__Document__:
====================

No class Thursday or next Tuesday (October 15). Please use one of these days as an open lab to work on PS#3.
There is a great way to do everything in R, but they are sometimes specific and kind of hacky. This link might help. http://thomaslevine.com/!/r-spells-for-data-wizards/
Last time I showed you how to conduct statistical tests in R. Functions for producing formal statistical tests are available either from the base packages or from add-on packages.
One more test example:
Example: Professor X takes a random sample of students enrolled in World Geography. She finds the following: there are 25 freshman in the sample, 32 sophomores, 18 juniors, and 20 seniors.
Test the null hypothesis that freshman, sophomores, juniors, and seniors are equally represented among students signed up for the class.
This is a goodness-of-fit test with equal expected frequencies. That is, the null hypothesis is that the population frequencies are the same for each group (freshman, sophomores, …)
obs = c(25, 32, 18, 20)
chisq.test(obs)
##
## Chi-squared test for given probabilities
##
## data: obs
## X-squared = 4.916, df = 3, p-value = 0.1781
You fail to reject the null hypothesis.
Suppose professor Y argues that X is wrong, and that the number of freshman and sophomores enrolled is each twice the number of juniors and the number of seniors. Test Y's hypothesis from these same data.
Now the expected frequencies are no longer equal, so a “p” vector must be specified. Here 1/3, 1/3, 1/6, and 1/6.
null.probs = c(1/3, 1/3, 1/6, 1/6)
chisq.test(obs, p = null.probs)

====================

__Things to do__:
(1) Rewrite the R lesson from "Test the null" to "p = null.probs)", changing "expected frequencies" to "predicted frequencies".
(2) For each statement, answer yes or no according to the R lesson and quote the words that decide it: (a) the random sample included 32 sophomores; (b) the first chi-squared test led to rejecting the null hypothesis; (c) there is no class on Thursday.

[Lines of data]

====================

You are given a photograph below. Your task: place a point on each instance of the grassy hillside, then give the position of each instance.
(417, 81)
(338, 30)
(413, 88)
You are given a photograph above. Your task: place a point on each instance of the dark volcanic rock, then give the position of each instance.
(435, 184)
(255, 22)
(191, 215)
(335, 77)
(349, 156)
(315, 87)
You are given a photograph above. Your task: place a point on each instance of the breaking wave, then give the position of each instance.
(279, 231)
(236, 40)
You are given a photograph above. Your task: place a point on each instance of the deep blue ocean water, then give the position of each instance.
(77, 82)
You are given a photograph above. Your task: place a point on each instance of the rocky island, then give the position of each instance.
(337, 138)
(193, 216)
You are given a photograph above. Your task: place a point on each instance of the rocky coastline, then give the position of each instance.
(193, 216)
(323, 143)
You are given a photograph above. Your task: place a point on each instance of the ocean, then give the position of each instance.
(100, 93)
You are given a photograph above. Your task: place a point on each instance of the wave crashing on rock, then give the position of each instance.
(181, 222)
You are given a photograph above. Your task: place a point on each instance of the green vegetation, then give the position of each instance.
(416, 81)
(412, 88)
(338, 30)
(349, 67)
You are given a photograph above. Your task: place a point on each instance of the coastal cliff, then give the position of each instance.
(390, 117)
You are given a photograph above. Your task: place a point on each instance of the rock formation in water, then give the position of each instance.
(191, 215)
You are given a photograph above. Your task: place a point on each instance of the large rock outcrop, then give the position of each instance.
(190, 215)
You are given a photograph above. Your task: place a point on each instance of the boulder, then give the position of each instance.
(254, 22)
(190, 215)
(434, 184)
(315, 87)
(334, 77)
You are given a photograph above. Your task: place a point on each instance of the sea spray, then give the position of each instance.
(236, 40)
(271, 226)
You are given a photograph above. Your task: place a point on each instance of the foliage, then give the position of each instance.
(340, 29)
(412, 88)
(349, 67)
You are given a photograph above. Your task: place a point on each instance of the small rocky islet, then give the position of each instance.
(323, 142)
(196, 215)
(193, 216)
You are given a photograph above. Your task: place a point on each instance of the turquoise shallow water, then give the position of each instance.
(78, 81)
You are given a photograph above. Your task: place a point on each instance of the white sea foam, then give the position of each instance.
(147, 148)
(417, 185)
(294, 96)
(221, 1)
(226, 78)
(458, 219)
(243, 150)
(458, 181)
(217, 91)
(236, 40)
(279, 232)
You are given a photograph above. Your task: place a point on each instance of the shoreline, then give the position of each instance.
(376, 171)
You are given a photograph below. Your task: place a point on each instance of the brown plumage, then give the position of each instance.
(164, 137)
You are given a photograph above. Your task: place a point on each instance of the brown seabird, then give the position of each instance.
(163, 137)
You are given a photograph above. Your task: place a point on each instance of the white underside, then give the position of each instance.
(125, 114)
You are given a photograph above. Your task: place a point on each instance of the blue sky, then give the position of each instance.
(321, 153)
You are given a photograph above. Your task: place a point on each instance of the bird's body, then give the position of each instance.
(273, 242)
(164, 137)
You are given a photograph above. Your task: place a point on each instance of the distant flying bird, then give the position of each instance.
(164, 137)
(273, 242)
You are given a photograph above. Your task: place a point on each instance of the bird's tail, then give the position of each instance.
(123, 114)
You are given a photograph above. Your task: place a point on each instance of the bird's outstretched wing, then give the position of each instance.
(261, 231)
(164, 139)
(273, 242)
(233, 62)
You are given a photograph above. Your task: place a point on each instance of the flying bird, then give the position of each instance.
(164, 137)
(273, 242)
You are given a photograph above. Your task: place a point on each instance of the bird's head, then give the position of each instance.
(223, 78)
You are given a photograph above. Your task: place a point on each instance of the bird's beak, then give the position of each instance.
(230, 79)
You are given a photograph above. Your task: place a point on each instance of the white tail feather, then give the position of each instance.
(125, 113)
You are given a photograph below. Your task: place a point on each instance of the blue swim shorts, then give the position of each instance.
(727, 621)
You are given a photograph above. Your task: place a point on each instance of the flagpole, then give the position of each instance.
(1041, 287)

====================

__List of solutions__:
(1)
Test the null hypothesis that freshman, sophomores, juniors, and seniors are equally represented among students signed up for the class.
This is a goodness-of-fit test with equal predicted frequencies. That is, the null hypothesis is that the population frequencies are the same for each group (freshman, sophomores, …)
obs = c(25, 32, 18, 20)
chisq.test(obs)
##
## Chi-squared test for given probabilities
##
## data: obs
## X-squared = 4.916, df = 3, p-value = 0.1781
You fail to reject the null hypothesis.
Suppose professor Y argues that X is wrong, and that the number of freshman and sophomores enrolled is each twice the number of juniors and the number of seniors. Test Y's hypothesis from these same data.
Now the predicted frequencies are no longer equal, so a “p” vector must be specified. Here 1/3, 1/3, 1/6, and 1/6.
null.probs = c(1/3, 1/3, 1/6, 1/6)
chisq.test(obs, p = null.probs)

(2)
(a) Yes: "32 sophomores"
(b) No: "You fail to reject the null hypothesis."
(c) Yes: "No class Thursday or next Tuesday (October 15)."